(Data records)
+ + + + + + +
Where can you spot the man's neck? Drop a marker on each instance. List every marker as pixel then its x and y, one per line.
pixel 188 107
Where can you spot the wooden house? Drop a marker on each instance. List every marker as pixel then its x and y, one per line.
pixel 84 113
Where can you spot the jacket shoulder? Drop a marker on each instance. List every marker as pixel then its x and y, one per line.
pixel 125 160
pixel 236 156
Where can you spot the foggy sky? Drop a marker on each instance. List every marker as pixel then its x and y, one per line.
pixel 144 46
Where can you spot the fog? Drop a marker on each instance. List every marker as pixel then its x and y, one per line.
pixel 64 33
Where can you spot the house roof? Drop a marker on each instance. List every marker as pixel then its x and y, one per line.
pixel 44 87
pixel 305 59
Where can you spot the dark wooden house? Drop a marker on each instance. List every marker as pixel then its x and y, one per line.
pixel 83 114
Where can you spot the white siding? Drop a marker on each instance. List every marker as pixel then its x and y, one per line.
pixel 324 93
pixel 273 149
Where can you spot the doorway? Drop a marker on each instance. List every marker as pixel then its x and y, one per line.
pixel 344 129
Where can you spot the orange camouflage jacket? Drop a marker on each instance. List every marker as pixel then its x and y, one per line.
+ + + + + + +
• [ABOUT THIS TASK]: Write out the entries verbatim, all of them.

• [ANSWER BOX]:
Where can you spot the man's neck? Drop a marker on each instance. List every marker as pixel then its x and y, one per line.
pixel 188 107
Where can you spot the wooden house? Drop a marker on each instance. List every marker as pixel then its x and y, one per line.
pixel 84 113
Where can you spot the jacket shoulder? Drop a marker on each instance. List every marker as pixel then its x and y, one per line.
pixel 125 160
pixel 236 156
Where can you spot the foggy sky? Drop a marker on each instance. List every marker as pixel then its x and y, one per line.
pixel 144 46
Where can you spot the fog? Drop a marker on each instance. List every marker as pixel then its x and y, one per line.
pixel 64 33
Where can you spot the house roof? Drop a marker on each instance. List every marker as pixel then its x and y, one per line.
pixel 44 87
pixel 305 59
Where can you spot the dark wooden house? Drop a marker on each instance. List every marker as pixel then its x and y, one per line.
pixel 83 114
Where can you spot the white siding? Drop a marker on each instance. List every marker as pixel then its x and y, one per line.
pixel 324 93
pixel 273 149
Where can you spot the doorway? Drop a marker on each instance. List every marker as pixel then its x and y, one per line.
pixel 344 129
Where can you spot the orange camouflage jacket? Drop a marker on each instance. List every marker as pixel then its x and y, one per line.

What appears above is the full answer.